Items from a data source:
-*-*-
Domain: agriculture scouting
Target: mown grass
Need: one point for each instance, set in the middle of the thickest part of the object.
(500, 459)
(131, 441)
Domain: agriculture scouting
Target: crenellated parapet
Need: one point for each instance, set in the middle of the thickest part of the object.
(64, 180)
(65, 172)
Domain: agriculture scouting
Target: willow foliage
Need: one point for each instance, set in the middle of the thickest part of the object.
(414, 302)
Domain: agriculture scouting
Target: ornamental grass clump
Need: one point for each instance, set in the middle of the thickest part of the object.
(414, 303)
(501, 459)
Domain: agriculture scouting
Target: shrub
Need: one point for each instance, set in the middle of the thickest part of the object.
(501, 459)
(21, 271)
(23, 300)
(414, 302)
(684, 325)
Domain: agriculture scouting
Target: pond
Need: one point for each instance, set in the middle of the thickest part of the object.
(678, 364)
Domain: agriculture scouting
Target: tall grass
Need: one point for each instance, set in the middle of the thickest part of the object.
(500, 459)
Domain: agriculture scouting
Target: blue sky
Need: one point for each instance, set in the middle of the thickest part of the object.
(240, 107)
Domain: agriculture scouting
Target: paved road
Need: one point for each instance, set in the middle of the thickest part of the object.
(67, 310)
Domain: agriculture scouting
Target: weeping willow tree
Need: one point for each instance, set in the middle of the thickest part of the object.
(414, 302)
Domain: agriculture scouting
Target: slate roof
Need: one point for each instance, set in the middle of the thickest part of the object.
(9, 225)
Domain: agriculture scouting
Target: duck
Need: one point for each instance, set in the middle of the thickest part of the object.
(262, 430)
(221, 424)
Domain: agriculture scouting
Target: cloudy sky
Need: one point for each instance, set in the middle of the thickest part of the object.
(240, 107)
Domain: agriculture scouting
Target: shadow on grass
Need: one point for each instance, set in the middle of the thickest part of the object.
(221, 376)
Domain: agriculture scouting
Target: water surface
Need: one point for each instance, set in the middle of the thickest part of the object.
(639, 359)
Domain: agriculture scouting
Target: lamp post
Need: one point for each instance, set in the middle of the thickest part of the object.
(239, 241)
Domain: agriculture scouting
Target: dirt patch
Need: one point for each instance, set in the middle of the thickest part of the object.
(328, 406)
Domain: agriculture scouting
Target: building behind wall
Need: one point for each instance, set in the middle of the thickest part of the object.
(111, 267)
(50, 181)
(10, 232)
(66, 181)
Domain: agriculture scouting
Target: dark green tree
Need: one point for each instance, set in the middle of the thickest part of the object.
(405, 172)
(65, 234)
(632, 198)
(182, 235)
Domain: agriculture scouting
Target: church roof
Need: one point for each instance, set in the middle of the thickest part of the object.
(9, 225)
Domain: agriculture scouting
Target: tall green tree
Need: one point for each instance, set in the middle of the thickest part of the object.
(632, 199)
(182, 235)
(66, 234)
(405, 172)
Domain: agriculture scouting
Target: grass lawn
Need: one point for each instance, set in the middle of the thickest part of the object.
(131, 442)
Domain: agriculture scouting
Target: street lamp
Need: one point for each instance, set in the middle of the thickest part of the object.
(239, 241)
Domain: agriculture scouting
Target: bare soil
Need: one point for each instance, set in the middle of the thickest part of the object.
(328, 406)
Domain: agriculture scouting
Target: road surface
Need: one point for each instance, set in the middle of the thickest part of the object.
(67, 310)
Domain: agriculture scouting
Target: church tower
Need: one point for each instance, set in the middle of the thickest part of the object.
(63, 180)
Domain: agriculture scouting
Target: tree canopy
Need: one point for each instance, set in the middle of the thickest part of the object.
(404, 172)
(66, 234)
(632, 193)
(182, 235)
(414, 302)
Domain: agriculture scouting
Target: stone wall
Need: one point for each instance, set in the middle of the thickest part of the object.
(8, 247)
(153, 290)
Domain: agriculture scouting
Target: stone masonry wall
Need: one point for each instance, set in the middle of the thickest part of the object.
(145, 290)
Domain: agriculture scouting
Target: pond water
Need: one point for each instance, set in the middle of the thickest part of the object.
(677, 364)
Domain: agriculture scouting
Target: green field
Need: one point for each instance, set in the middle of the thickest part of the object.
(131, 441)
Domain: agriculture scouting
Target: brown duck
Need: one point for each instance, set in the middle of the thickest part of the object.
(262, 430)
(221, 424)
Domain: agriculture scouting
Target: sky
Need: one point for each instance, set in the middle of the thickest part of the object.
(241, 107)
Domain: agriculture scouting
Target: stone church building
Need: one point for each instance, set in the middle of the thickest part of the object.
-*-*-
Problem statement: The reply should consist solely of the number of lines in the records that include "surface".

Answer below: 2